▶ WRITTEN EXERCISE
The records below must be transcribed exactly. Do not include the pictures.

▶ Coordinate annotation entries
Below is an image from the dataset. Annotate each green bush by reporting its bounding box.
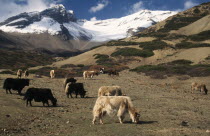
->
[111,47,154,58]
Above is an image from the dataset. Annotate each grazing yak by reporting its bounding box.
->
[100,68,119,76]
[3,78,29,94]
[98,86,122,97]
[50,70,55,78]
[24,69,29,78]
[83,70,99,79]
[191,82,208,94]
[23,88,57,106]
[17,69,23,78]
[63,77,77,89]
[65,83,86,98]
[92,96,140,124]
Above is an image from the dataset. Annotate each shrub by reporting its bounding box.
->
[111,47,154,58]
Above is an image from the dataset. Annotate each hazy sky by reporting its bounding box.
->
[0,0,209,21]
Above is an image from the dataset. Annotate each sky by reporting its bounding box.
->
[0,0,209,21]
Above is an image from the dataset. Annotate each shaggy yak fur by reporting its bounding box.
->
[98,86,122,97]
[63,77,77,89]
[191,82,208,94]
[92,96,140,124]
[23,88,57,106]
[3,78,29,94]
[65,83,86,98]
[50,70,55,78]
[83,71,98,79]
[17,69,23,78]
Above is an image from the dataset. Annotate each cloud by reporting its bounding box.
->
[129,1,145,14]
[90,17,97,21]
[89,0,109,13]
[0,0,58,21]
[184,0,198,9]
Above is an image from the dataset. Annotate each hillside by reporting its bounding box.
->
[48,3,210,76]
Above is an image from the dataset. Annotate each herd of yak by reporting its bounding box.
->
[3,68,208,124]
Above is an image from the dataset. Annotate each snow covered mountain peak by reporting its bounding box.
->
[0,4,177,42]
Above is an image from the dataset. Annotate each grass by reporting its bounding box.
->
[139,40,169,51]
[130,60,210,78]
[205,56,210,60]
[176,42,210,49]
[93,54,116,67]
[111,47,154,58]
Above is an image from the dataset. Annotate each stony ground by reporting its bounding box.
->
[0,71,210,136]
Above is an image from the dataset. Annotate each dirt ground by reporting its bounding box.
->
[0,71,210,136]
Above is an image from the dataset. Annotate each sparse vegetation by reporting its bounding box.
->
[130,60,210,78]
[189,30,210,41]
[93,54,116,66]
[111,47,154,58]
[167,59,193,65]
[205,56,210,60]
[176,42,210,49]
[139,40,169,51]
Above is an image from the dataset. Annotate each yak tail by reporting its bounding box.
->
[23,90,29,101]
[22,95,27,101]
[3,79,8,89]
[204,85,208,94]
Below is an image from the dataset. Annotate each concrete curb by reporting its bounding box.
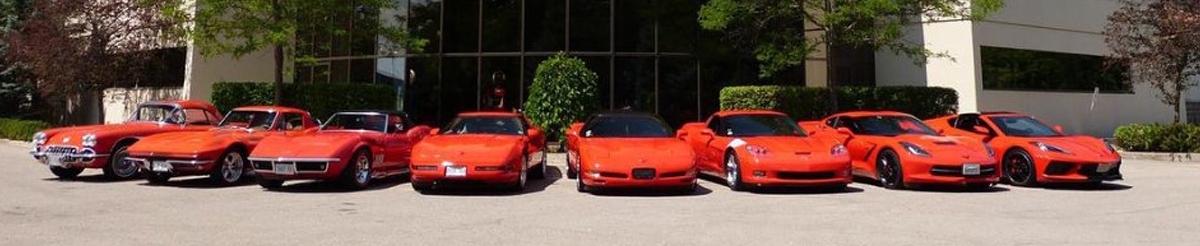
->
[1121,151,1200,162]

▶ SOLUTION FOR THIS TASK
Below is an image from the dataset. Annotate each green bush by reporting its bounding box.
->
[111,47,154,58]
Above is an image from the dataset. Annotate each grazing yak by reporting its bounding box.
->
[100,68,119,76]
[3,78,29,94]
[98,86,122,97]
[50,70,55,78]
[24,69,29,78]
[83,70,99,79]
[191,82,208,94]
[23,88,57,106]
[17,69,23,78]
[63,77,77,89]
[65,83,86,98]
[92,96,140,124]
Above is an image from the dataset. Annotate each shrub by reporting its bounding box.
->
[111,47,154,58]
Above is an image from the dataset. Annotate each hazy sky by reporting its bounding box.
->
[0,0,209,21]
Above is an image from the dataset. Annotate each sky by reporting its bounding box.
->
[0,0,209,21]
Above is an image from the dataset. Annotate each shaggy yak fur by reporting its bounding box.
->
[98,86,122,97]
[63,77,77,89]
[191,82,208,94]
[92,96,140,124]
[23,88,57,106]
[3,78,29,94]
[65,83,86,98]
[50,70,55,78]
[83,71,98,79]
[17,69,23,78]
Above is an image from the dataset. Annotate each cloud by reporting its bounding box.
->
[129,1,145,14]
[90,17,97,21]
[89,0,109,13]
[0,0,58,21]
[184,0,198,9]
Above is an image from the dataset. Annotate each hillside by reporting its bounding box.
->
[48,3,210,76]
Above is an image from the dataset. Annotate each herd of yak by reporting its bounding box.
->
[3,68,208,124]
Above is an image from the dataset. Annotate each snow covered mountain peak by reporting its bounding box.
->
[0,4,177,42]
Above is an image from the dataset. Annotate each grass by reporting its bounding box.
->
[139,40,169,51]
[130,60,210,78]
[205,56,210,60]
[176,42,210,49]
[93,54,116,67]
[111,47,154,58]
Above is an image from the dataset. Annotate each stony ground by reporting its bounding box.
->
[0,71,210,136]
Above is an image from the dataset. Annotate each dirt ground by reporting its bounding box.
->
[0,71,210,136]
Above is an image from the dataset. Annotate each sparse vegetation by reporting its bounding box.
->
[130,60,210,78]
[189,30,210,41]
[93,54,116,66]
[111,47,154,58]
[167,59,193,65]
[205,56,210,60]
[176,42,210,49]
[139,40,169,51]
Above is an image from the dataset. Annotate each yak tail by reporting its bounding box.
->
[23,90,29,101]
[22,95,27,101]
[3,79,8,89]
[204,85,208,94]
Below is an image from the dataset. Annotate each concrete curb by reporting its bounding box.
->
[1121,151,1200,162]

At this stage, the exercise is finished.